_What is needed_. Repeat the entries that follow, exactly as they are written.

===== Excerpted records =====

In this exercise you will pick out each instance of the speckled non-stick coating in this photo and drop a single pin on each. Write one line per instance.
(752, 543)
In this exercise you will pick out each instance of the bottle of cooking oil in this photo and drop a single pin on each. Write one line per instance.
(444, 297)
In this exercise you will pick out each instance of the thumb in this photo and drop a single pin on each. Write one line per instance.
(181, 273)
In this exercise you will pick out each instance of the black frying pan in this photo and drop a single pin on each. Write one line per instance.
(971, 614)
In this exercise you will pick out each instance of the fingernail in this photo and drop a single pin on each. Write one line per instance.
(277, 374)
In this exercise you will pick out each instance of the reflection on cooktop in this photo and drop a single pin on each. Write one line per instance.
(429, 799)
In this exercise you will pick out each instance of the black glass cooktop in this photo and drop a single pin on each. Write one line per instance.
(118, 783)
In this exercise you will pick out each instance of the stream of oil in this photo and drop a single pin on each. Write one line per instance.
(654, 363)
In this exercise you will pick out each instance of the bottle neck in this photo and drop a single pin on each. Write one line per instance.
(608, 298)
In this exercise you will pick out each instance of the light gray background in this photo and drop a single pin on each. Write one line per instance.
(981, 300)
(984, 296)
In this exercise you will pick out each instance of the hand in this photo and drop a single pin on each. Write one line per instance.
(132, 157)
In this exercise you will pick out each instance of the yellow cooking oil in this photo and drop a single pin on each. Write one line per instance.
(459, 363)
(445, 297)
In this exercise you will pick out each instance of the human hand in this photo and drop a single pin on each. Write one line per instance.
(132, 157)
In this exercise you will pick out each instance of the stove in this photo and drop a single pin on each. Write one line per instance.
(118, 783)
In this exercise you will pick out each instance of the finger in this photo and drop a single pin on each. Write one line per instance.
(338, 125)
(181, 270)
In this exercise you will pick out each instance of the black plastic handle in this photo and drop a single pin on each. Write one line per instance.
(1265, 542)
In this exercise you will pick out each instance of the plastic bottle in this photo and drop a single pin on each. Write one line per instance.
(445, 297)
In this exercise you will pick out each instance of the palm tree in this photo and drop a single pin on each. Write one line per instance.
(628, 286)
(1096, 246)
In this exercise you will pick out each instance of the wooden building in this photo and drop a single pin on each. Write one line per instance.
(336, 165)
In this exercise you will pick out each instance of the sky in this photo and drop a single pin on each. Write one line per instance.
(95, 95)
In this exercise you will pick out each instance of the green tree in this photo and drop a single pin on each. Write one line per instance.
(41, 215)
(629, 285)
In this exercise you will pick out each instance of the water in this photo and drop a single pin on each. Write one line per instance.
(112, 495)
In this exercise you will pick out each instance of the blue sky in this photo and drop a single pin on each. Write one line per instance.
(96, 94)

=====

_Task solution_.
In this exercise you will pick out each instance of the speckled non-stick coating in this photo and drop a single pin on each. Write one line per instance.
(752, 543)
In this exercise you will pick out each instance of the bottle of cooking oil in this photo and drop a single pin on each. Write one line per instance.
(444, 297)
In this exercise you will pick out each instance of the thumb in this photo and drop a single pin on each. Write one line per instance.
(181, 273)
In this exercise you will pick out each instance of the black frying pan in this photo and drop a single pin on each. Write one line per instance.
(971, 614)
In this exercise you will pick out each instance of the fingernail in this photo and drop a single pin on each. Write one line per instance.
(277, 374)
In this exercise you will pick out each instance of the reflection on cooktop in this photo and drop a single pin on each. Write one line per instance.
(429, 799)
In this exercise you will pick out each instance of the black glass cooktop in this photo and drop a single pin on each. Write one line per instance.
(118, 783)
In this exercise you will pick out each instance of the stream of oil in this photo and drop a single pin on each. Write one line per instance.
(654, 363)
In this exercise you will pick out each instance of the bottle neck in this photo and drop a single pin on each. Write one line per instance.
(608, 298)
In this exercise you will pick out each instance of the light gray background in this photo and drop a single pin on each. Write one line per instance.
(981, 300)
(984, 296)
In this exercise you will pick out each instance of the hand in this photo and drop a single pin on each. Write one line per instance.
(132, 157)
In this exercise you will pick out each instance of the yellow cooking oil in this photo and drop a single pin on each. Write one line per instance.
(459, 363)
(445, 297)
In this exercise you will pick out each instance of the human hand in this photo and drop a single pin on each. Write one line per instance.
(132, 157)
In this exercise you will pick out each instance of the stove in this photo and drop a single pin on each. Write one line per instance.
(118, 783)
In this exercise you will pick out each instance of the finger in this photo and drop a single pin on each. Write one line per instance.
(338, 125)
(181, 270)
In this exercise you will pick out each instance of the black plastic handle in this photo and drop a single pin on each. Write one line per instance.
(1265, 542)
In this exercise you will pick out each instance of the plastic bottle in this photo and drop a single pin on each. Write one line per instance.
(445, 297)
In this exercise you will pick out each instance of the palm tree in this photo and drop a single pin on each. Write one line per instance.
(628, 286)
(1096, 246)
In this exercise you will pick out each instance of the wooden building in this photo and drop a single pin on each. Write one line per instance.
(336, 165)
In this exercise you will pick out each instance of the sky in this photo and drop a single pin on each. Write one line per instance.
(95, 95)
In this exercise you will pick out each instance of the green tree in this photo and drop a single pin on each. Write one line per instance.
(41, 215)
(629, 285)
In this exercise you will pick out each instance of the water in this photo and drop a single pin on each. Write one line per instance.
(112, 495)
In this exercise you will pick out each instance of the blue sky in this photo and drop a single pin on each. Write one line per instance.
(96, 94)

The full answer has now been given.